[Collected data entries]
_____
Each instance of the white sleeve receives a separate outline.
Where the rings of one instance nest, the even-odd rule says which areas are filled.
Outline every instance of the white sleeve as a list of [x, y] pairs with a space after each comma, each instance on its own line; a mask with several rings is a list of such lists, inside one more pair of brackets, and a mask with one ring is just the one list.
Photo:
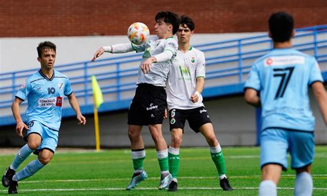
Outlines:
[[153, 56], [157, 59], [157, 62], [166, 62], [172, 58], [174, 54], [170, 50], [165, 50], [159, 55]]
[[[106, 46], [103, 47], [106, 48]], [[135, 51], [132, 45], [129, 43], [118, 43], [111, 46], [111, 53], [126, 53], [128, 52]]]

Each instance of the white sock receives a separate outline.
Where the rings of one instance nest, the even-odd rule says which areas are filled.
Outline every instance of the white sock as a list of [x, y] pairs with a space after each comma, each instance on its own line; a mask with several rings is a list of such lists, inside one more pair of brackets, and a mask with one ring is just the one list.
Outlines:
[[259, 196], [277, 196], [277, 188], [272, 180], [264, 180], [259, 186]]
[[307, 172], [302, 172], [297, 175], [294, 195], [312, 195], [313, 188], [313, 177]]

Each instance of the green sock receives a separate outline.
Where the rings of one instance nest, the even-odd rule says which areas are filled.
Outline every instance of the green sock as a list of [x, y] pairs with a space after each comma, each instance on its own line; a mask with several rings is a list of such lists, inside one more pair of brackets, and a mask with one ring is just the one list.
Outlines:
[[224, 159], [223, 152], [210, 153], [211, 158], [212, 159], [215, 165], [216, 165], [217, 170], [219, 176], [226, 173], [226, 168], [225, 166], [225, 159]]
[[135, 170], [142, 170], [143, 169], [143, 160], [146, 157], [143, 157], [139, 159], [135, 159], [133, 160], [133, 167]]
[[169, 157], [169, 173], [172, 177], [177, 178], [178, 171], [179, 170], [179, 155], [173, 155], [168, 153]]
[[166, 157], [162, 159], [158, 159], [158, 161], [159, 161], [159, 166], [160, 166], [161, 171], [169, 170], [168, 157]]

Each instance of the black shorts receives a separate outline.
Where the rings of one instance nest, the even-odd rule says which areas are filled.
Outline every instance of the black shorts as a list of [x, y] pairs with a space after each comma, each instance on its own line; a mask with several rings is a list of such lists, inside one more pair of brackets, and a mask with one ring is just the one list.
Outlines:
_____
- [YOUR OBJECTIVE] Write out all of the records above line for line, leaving out the pictures.

- [PROBLEM SOLUTION]
Each instance of the white sleeve receives a separate outline.
Where the rings of one instance nest, the even-odd rule says which areas are filled.
Outline every instance of the white sleeve as a list of [x, y] pairs with a space after each comma, each instance on its own line; a mask with several rings is a list of such lists, inside one more pair of brackets, and a mask with one ring is just the one list.
Photo:
Outlines:
[[153, 56], [157, 59], [157, 62], [166, 62], [172, 58], [174, 54], [170, 50], [165, 50], [159, 55]]
[[[106, 46], [103, 47], [106, 48]], [[135, 51], [132, 45], [129, 43], [118, 43], [111, 46], [111, 53], [126, 53], [128, 52]]]

Each instance of the white sock receives a separate outline.
Where the rings of one instance nest, the even-odd rule says which areas are filled.
Outline every instance of the white sock as a list of [x, y] pairs with a space after each comma, each instance on its own line; a mask with several rings is a list of such lists, inside one more pair of brackets, and a mask with one ring is just the one list.
Outlines:
[[259, 196], [277, 196], [277, 188], [272, 180], [264, 180], [259, 186]]
[[307, 172], [302, 172], [297, 175], [294, 195], [312, 195], [313, 188], [313, 177]]

Each instance of the green sock receives a separate outline.
Where the rings of one instance nest, the even-odd rule says which areas are filled.
Outline every instance of the green sock as a list of [x, y] pairs with a space after each comma, each instance on its own line; a mask with several rings is a list of such lists, inside one more pair of brackets, and a mask with one ring is just the one list.
Outlines:
[[224, 159], [223, 152], [210, 153], [211, 158], [212, 159], [215, 165], [216, 165], [217, 170], [219, 176], [226, 173], [226, 168], [225, 166], [225, 159]]
[[135, 170], [142, 170], [143, 169], [143, 160], [146, 157], [143, 157], [139, 159], [135, 159], [133, 160], [133, 167]]
[[169, 157], [169, 173], [172, 177], [177, 178], [178, 171], [179, 170], [179, 155], [173, 155], [168, 153]]
[[166, 157], [162, 159], [158, 159], [158, 161], [159, 161], [159, 166], [160, 166], [161, 171], [169, 170], [168, 157]]

Each instance of the black shorts receives a separate outline.
Where the rings of one instance nest, the even-odd rule says which areas are filled.
Outline every instance of the black shorts as a list of [x, y] pairs with a space after each comma, each instance on its own line; a mask with several rings is a list of such lists, inside one more pair of brackets, and a mask with one ring is just the one list.
Outlines:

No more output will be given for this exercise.